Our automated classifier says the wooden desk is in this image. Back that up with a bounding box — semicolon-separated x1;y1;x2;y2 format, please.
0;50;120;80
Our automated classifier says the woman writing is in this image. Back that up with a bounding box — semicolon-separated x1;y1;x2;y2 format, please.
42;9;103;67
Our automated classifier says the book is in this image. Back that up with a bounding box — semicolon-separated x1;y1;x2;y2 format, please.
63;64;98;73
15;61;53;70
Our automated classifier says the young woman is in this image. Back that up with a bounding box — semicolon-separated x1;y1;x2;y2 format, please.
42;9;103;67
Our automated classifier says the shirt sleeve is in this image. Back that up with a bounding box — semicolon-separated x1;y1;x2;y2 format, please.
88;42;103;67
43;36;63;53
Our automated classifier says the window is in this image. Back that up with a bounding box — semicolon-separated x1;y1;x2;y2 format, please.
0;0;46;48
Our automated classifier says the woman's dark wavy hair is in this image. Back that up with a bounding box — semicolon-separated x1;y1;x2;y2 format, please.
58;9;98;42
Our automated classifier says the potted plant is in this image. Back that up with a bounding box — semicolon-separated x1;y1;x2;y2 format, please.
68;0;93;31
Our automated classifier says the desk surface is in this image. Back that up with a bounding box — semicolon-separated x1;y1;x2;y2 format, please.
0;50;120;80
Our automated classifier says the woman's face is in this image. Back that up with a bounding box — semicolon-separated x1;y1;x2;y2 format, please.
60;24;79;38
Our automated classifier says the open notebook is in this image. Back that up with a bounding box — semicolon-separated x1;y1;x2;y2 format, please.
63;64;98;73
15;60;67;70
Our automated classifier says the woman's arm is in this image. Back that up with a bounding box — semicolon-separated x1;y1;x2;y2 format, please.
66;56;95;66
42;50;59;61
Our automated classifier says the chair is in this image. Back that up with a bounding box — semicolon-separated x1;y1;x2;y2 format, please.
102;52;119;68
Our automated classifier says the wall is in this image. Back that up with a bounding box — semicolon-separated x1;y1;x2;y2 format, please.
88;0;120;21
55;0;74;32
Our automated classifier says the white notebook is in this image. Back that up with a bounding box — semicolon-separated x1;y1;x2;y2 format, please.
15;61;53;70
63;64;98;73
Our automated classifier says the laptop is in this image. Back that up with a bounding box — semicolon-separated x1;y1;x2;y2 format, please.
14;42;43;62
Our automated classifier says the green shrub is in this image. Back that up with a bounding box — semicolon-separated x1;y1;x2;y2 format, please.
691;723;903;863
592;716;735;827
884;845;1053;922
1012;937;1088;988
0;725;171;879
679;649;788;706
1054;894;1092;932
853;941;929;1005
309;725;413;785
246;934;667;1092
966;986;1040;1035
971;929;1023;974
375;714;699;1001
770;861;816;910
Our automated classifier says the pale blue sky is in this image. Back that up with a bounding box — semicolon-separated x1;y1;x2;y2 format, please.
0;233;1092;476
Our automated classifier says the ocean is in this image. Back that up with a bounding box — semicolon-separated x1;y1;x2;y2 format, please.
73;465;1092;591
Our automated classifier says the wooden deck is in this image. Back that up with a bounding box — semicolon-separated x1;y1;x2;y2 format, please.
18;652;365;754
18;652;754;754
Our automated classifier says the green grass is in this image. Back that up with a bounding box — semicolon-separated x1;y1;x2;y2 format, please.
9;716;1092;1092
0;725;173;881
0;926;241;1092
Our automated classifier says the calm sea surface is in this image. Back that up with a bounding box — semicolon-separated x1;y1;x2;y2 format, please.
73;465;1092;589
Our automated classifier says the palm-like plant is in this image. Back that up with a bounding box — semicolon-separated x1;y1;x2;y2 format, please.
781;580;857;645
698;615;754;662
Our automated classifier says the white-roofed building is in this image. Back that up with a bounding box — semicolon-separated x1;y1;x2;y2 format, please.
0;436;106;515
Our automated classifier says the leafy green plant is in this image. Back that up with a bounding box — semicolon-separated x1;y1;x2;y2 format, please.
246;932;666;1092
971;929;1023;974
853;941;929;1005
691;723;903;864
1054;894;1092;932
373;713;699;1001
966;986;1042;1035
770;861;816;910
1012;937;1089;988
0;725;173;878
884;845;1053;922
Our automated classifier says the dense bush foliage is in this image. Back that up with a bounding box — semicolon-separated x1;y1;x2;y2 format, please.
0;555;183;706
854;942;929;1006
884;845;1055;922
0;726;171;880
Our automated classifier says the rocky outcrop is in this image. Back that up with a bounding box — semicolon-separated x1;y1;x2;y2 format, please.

......

**Exercise task**
Repeat all of the material above, switching every "automated classifier" to "image tagger" and leaving everything else as it is.

**Output for this exercise**
Our image tagger says the wooden desk is in this image. Back that up with a bounding box — semicolon-separated x1;y1;x2;y2 format, please.
0;50;120;80
Our image tagger says the woman writing is in this image. Back that up with a bounding box — semicolon-separated x1;y1;x2;y2 format, please.
42;9;103;67
Our image tagger says the book is in this image. Back that up with a bounding box — semicolon-separated x1;y1;x2;y2 format, please.
63;64;98;73
15;61;53;70
Our image tagger says the young woman is in this image. Back that up with a bounding box — semicolon-separated x1;y1;x2;y2 format, please.
42;9;103;67
Our image tagger says the shirt sleeve is in this image. Back that up with a bounding box — semicolon-separated x1;y1;x2;y2 format, please.
88;42;103;67
43;36;63;53
Our image tagger says the window is in this image. Back that up with a bounding box — semicolon-separated x1;y1;x2;y2 format, please.
0;0;46;48
Our image tagger says the woman's dark wavy hair is in this image. Back that up with a bounding box — semicolon-separated x1;y1;x2;y2 format, please.
58;9;98;42
Our image tagger says the potted plant is in this image. Back that up with a bounding box — semicolon-separated x1;y1;x2;y2 format, please.
68;0;93;31
Our image tagger says the desk surface is in this image. Back that up with a bounding box — semicolon-separated x1;y1;x2;y2 format, please.
0;50;120;80
Our image tagger says the woman's face is in this image. Back that up with a bounding box — semicolon-separated x1;y1;x2;y2 format, please.
60;24;79;38
Our image tagger says the open notebook is in this image. Back that up with a bounding box — semicolon-separated x1;y1;x2;y2 format, please.
63;64;98;73
15;60;67;70
Our image tagger says the woman's arm is in this image. Back that up with a bounding box — semicolon-separated x1;y1;x2;y2 format, please.
66;56;95;66
42;50;59;61
Our image tagger says the chair is in this image. Back that up with a bounding box — semicolon-separated x1;y1;x2;y2 format, please.
102;52;119;68
Our image tagger says the wall is in this image. Back that up with a bounding box — semicolon-separated x1;y1;x2;y2 format, please.
88;0;120;21
55;0;74;32
Our image tagger says the white notebook is in this image. Back that up with a bounding box — semicolon-separated x1;y1;x2;y2 format, please.
15;61;53;70
63;64;98;73
Our image tagger says the laptop is in this image. Back that up with a bounding box — semicolon-separated x1;y1;x2;y2 format, please.
14;42;43;62
Our image tagger says the green shrub is in this image. Back that up with a bounding box — semicolon-separated x1;y1;x2;y2 format, please.
691;723;903;863
592;716;735;827
884;845;1053;922
1012;937;1088;988
0;725;171;879
679;649;788;706
1054;894;1092;932
853;941;929;1005
309;725;413;785
246;934;667;1092
966;986;1040;1035
971;929;1023;974
375;714;699;1001
770;861;816;910
Our image tagger says the pale blue sky is in this image. Back that up with a bounding box — semicolon-separated x1;y1;x2;y2 format, please.
0;233;1092;476
Our image tagger says the ocean is in this image. Back that up with a bounding box — semicolon-separated x1;y1;x2;y2 format, please.
73;465;1092;591
Our image tagger says the wooden deck is in this image. Back that up with a bounding box — semicolon-separated x1;y1;x2;y2 format, please.
18;652;365;754
18;652;754;754
Our image tagger says the green grass is in this image. Back that up with a bounding box — semicolon-separated x1;y1;x2;y2 format, please.
9;716;1092;1092
0;725;173;881
0;926;241;1092
Our image tagger says the calm sea surface is in this image. Back that up with a bounding box — semicolon-separated x1;y1;x2;y2 format, please.
73;465;1092;589
Our image tagger says the palm-like plant is in this image. Back that up with a bounding box — semicolon-separated x1;y1;x2;y2 format, please.
781;580;857;645
698;615;754;662
Our image tagger says the white-roofed building is in this image. Back that up with a bounding box — semicolon-separated x1;y1;x2;y2 format, please.
0;436;106;515
Our image tagger says the leafy green plant is in this image. Back that up with a bounding box — semicolon-separated x1;y1;x2;y2 format, please.
246;932;666;1092
971;929;1023;974
853;941;929;1005
691;723;903;864
1054;894;1092;932
373;713;699;1001
966;986;1042;1035
770;861;816;910
1012;937;1089;988
0;725;173;878
884;845;1053;922
Our image tagger says the dense bush foliage is in this image. Back that up with a bounding box — semicolon-separated x1;y1;x2;y2 format, please.
0;555;183;706
854;942;929;1006
884;845;1055;922
0;726;171;880
Our image tagger says the rocky outcrop is in this image. Back that up with a bounding box — semicolon-separated x1;y1;x2;y2 format, please.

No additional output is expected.